▶ _EXERCISE_: Set down each entry as it stands. Skip the pictures.

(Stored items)
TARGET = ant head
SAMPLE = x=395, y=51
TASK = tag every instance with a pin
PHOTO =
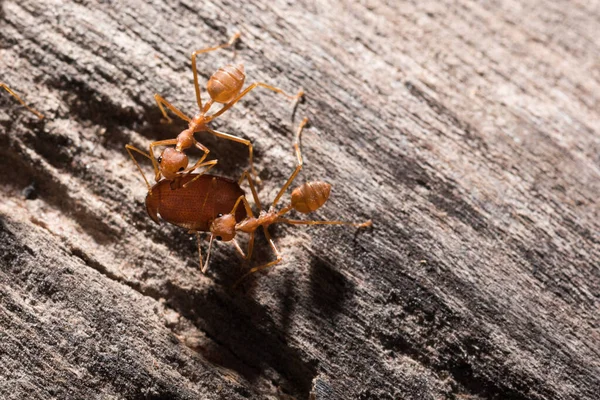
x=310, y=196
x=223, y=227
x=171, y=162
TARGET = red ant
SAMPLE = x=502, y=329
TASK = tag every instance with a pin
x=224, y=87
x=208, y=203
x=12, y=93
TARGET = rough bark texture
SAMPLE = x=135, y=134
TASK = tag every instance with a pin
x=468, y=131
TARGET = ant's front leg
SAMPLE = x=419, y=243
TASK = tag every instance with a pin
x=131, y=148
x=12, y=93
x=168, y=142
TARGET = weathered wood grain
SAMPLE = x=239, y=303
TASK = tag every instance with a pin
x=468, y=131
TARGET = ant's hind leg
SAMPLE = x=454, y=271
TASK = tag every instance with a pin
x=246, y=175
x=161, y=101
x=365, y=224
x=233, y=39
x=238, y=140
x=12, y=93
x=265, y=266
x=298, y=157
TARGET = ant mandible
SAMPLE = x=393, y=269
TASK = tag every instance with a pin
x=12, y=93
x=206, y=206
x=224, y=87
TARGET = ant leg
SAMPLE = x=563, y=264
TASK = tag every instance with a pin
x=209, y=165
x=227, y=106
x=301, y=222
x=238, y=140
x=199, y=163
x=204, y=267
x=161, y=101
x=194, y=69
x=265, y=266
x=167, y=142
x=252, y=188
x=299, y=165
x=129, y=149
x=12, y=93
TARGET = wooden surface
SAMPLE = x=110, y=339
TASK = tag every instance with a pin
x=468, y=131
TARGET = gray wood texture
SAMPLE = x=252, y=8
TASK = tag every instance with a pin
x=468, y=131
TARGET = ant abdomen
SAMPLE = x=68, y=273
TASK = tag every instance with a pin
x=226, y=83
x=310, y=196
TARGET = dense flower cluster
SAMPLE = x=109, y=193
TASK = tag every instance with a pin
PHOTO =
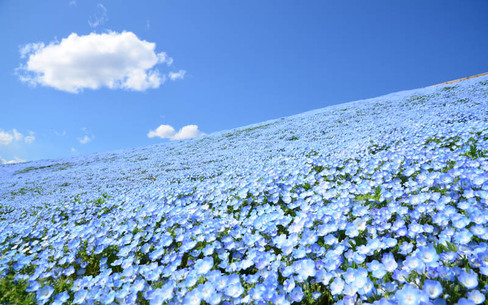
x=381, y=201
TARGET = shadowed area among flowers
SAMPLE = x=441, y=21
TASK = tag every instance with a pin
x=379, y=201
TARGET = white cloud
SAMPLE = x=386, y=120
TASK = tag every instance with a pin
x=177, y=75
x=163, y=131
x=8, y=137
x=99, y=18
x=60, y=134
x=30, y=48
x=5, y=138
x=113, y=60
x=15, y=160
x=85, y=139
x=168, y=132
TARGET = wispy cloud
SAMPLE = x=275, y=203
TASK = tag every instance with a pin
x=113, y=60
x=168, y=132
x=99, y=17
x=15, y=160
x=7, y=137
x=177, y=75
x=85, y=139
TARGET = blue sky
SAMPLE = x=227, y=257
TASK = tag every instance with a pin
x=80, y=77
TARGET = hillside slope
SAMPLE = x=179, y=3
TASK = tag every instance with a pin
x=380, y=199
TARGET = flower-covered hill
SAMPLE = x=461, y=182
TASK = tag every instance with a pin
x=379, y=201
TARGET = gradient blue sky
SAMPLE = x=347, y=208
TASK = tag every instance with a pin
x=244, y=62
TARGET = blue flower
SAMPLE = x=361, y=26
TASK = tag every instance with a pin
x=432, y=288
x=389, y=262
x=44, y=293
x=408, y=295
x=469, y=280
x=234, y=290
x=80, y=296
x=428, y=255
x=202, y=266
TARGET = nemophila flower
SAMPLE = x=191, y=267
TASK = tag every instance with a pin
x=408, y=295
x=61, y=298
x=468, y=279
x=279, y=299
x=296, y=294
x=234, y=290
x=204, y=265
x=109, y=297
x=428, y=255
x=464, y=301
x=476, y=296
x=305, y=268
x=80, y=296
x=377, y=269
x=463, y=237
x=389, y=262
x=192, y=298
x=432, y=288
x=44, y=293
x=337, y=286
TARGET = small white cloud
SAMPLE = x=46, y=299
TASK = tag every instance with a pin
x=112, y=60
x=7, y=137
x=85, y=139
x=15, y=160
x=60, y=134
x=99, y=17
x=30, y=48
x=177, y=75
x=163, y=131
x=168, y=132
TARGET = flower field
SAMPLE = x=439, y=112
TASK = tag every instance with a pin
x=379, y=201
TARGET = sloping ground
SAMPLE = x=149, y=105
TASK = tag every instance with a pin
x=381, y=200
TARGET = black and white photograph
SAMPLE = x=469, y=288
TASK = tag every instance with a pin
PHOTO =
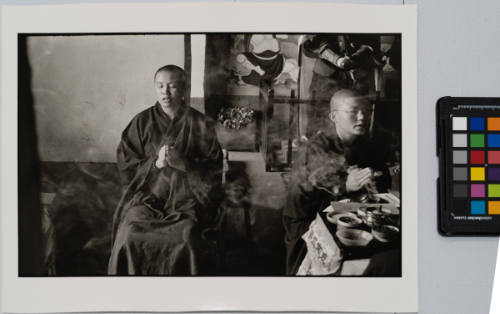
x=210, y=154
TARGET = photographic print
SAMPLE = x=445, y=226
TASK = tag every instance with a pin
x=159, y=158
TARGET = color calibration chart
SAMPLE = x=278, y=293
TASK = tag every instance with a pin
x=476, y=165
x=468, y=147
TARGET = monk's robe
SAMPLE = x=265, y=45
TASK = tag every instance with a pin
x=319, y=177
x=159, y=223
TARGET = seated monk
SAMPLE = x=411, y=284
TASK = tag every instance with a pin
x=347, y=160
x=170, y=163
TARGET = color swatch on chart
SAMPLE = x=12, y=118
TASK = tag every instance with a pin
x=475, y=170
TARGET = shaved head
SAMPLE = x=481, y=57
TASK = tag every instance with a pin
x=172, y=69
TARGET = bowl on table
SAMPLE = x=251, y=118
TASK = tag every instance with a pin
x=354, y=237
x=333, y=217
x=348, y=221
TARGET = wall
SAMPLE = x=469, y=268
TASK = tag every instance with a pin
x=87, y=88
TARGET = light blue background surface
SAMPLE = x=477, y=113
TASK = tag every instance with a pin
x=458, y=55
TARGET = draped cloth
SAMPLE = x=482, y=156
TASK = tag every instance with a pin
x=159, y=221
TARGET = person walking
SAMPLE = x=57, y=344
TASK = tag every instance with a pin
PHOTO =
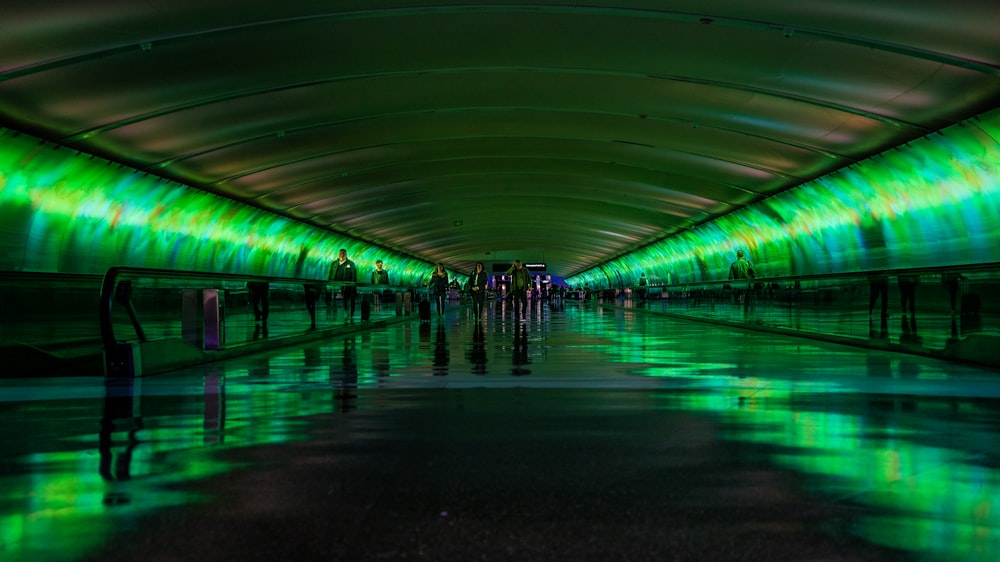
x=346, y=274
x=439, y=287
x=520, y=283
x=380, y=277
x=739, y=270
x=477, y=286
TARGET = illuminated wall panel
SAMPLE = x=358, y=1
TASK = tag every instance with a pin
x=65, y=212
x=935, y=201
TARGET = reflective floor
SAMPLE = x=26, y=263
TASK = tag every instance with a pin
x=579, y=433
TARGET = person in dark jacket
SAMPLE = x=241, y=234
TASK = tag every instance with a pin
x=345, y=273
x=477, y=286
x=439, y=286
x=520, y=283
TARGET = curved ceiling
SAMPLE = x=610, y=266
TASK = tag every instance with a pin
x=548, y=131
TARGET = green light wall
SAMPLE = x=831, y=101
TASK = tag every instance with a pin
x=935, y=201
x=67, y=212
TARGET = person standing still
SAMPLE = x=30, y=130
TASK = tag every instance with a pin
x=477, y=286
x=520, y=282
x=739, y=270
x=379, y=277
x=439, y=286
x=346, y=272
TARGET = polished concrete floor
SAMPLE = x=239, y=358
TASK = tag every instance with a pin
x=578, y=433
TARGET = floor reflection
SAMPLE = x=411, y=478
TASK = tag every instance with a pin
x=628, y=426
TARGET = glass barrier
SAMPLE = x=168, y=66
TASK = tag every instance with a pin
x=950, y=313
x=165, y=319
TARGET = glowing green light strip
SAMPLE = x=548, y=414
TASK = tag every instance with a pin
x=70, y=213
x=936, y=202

▶ _RESULT BELOW_:
TARGET = ant head
SAMPLE = x=395, y=51
TASK = tag every instance with a pin
PHOTO =
x=310, y=196
x=223, y=227
x=171, y=162
TARGET = red ant
SAMPLE = x=502, y=329
TASK = tag every instance with a pin
x=224, y=87
x=208, y=203
x=12, y=93
TARGET = rough bark texture
SAMPLE = x=135, y=134
TASK = tag every instance with a pin
x=468, y=131
TARGET = ant's front leg
SAMPLE = x=419, y=243
TASK = tag every instance with a pin
x=131, y=148
x=12, y=93
x=168, y=142
TARGET = weathered wood grain
SAMPLE = x=239, y=303
TASK = tag every instance with a pin
x=468, y=131
TARGET = ant's hind leg
SAMPLE = x=454, y=271
TASK = tag every instance with a pin
x=246, y=175
x=161, y=101
x=365, y=224
x=233, y=39
x=238, y=140
x=12, y=93
x=265, y=266
x=298, y=157
TARGET = ant mandible
SAMPLE = x=393, y=269
TASK = tag every instance with a pin
x=12, y=93
x=206, y=206
x=224, y=87
TARGET = ant leg
SAMPLE = x=563, y=264
TASK = tag every instance with a pin
x=209, y=165
x=227, y=106
x=301, y=222
x=238, y=140
x=199, y=163
x=204, y=267
x=161, y=101
x=194, y=69
x=265, y=266
x=167, y=142
x=252, y=188
x=299, y=165
x=129, y=149
x=12, y=93
TARGET = wooden surface
SAMPLE = x=110, y=339
TASK = tag every instance with a pin
x=468, y=131
TARGET = gray wood texture
SAMPLE = x=252, y=8
TASK = tag every instance with a pin
x=468, y=131
TARGET = ant abdomen
SAMPLE = x=68, y=273
TASK = tag every instance with a pin
x=226, y=83
x=310, y=196
TARGET = dense flower cluster
SAMPLE = x=109, y=193
TASK = tag every instance with a pin
PHOTO =
x=381, y=201
TARGET = shadowed area among flowers
SAMPLE = x=441, y=21
TASK = tag every instance with a pin
x=379, y=201
TARGET = white cloud
SAMPLE = x=386, y=120
TASK = tag every instance with a pin
x=177, y=75
x=163, y=131
x=8, y=137
x=99, y=18
x=60, y=134
x=30, y=48
x=5, y=138
x=113, y=60
x=15, y=160
x=85, y=139
x=168, y=132
TARGET = wispy cloud
SAMPLE = x=275, y=203
TASK = tag every instance with a pin
x=113, y=60
x=168, y=132
x=99, y=17
x=15, y=160
x=7, y=137
x=177, y=75
x=85, y=139
TARGET = blue sky
SAMPLE = x=227, y=257
TASK = tag every instance with a pin
x=80, y=77
TARGET = hillside slope
SAMPLE = x=179, y=3
TASK = tag every instance with a pin
x=380, y=199
TARGET = flower-covered hill
SAMPLE = x=461, y=182
TASK = tag every instance with a pin
x=379, y=201
TARGET = gradient blue sky
SAMPLE = x=347, y=208
TASK = tag every instance with a pin
x=244, y=62
TARGET = blue flower
SAMPLE = x=361, y=26
TASK = tag every instance with a pin
x=432, y=288
x=389, y=262
x=44, y=293
x=408, y=295
x=469, y=280
x=234, y=290
x=80, y=296
x=428, y=255
x=202, y=266
TARGET = nemophila flower
SAMPLE = x=191, y=267
TASK = tag every instance with a pin
x=408, y=295
x=61, y=298
x=468, y=279
x=279, y=299
x=296, y=294
x=234, y=290
x=204, y=265
x=109, y=297
x=428, y=255
x=464, y=301
x=476, y=296
x=305, y=268
x=80, y=296
x=377, y=269
x=463, y=237
x=389, y=262
x=192, y=298
x=432, y=288
x=44, y=293
x=337, y=286
TARGET = small white cloud
SAMPLE = x=46, y=299
TASK = tag every instance with a pin
x=112, y=60
x=7, y=137
x=85, y=139
x=15, y=160
x=60, y=134
x=99, y=17
x=30, y=48
x=177, y=75
x=163, y=131
x=168, y=132
TARGET = flower field
SAMPLE = x=439, y=112
TASK = tag every instance with a pin
x=379, y=201
TARGET = sloping ground
SAMPLE = x=149, y=105
TASK = tag every instance with a pin
x=381, y=200
TARGET = black and white photograph
SAMPLE = x=469, y=288
TASK = tag every instance with a pin
PHOTO =
x=210, y=154
TARGET = photographic print
SAMPLE = x=445, y=226
TASK = tag every instance with a pin
x=159, y=158
TARGET = color calibration chart
SAMPLE = x=278, y=293
TASK = tag every instance with a pin
x=476, y=165
x=468, y=147
TARGET = monk's robe
SAMPLE = x=265, y=45
TASK = tag every instance with a pin
x=319, y=177
x=159, y=223
TARGET = seated monk
SAMPLE = x=411, y=284
TASK = tag every instance with a pin
x=347, y=160
x=170, y=163
TARGET = color swatch on chart
SAMPLE = x=12, y=118
TASK = tag every instance with a pin
x=475, y=170
TARGET = shaved head
SAMPLE = x=481, y=57
TASK = tag every instance with a pin
x=172, y=69
TARGET = bowl on table
SAMPLE = x=251, y=118
TASK = tag every instance with a pin
x=354, y=237
x=333, y=217
x=348, y=221
TARGET = wall
SAMPLE = x=469, y=268
TASK = tag every instance with a pin
x=87, y=88
TARGET = light blue background surface
SAMPLE = x=477, y=113
TASK = tag every instance with a pin
x=458, y=55
TARGET = draped cloth
SAMPLE = x=482, y=156
TASK = tag every instance with a pin
x=159, y=221
TARGET = person walking
SAMPLE = x=57, y=344
TASK = tag every instance with a pin
PHOTO =
x=346, y=274
x=439, y=287
x=520, y=283
x=380, y=277
x=739, y=270
x=477, y=286
TARGET = illuminated wall panel
SAMPLE = x=358, y=1
TASK = tag every instance with a pin
x=65, y=212
x=935, y=201
TARGET = reflective floor
SAMPLE = x=26, y=263
TASK = tag every instance with a pin
x=579, y=433
TARGET = person in dark jacket
SAMPLE = x=241, y=234
TASK = tag every instance with a pin
x=345, y=273
x=477, y=286
x=439, y=286
x=520, y=283
TARGET = curved ceiling
SAMPLE = x=610, y=266
TASK = tag every instance with a pin
x=548, y=131
TARGET = green light wall
SAMPLE = x=831, y=101
TASK = tag every instance with a pin
x=935, y=201
x=67, y=212
TARGET = person standing still
SAMPLE = x=30, y=130
TASK = tag every instance with a pin
x=477, y=286
x=520, y=282
x=739, y=270
x=379, y=277
x=439, y=286
x=346, y=272
TARGET = polished concrete floor
SAMPLE = x=239, y=358
TASK = tag every instance with a pin
x=578, y=433
TARGET = floor reflection
SAMPLE = x=411, y=478
TASK = tag every instance with a pin
x=628, y=426
TARGET = glass barrier
SAMPLE = x=168, y=66
TASK = tag every instance with a pin
x=950, y=313
x=165, y=319
TARGET = glowing green light strip
SAMPLE = x=548, y=414
TASK = tag every instance with a pin
x=70, y=213
x=936, y=202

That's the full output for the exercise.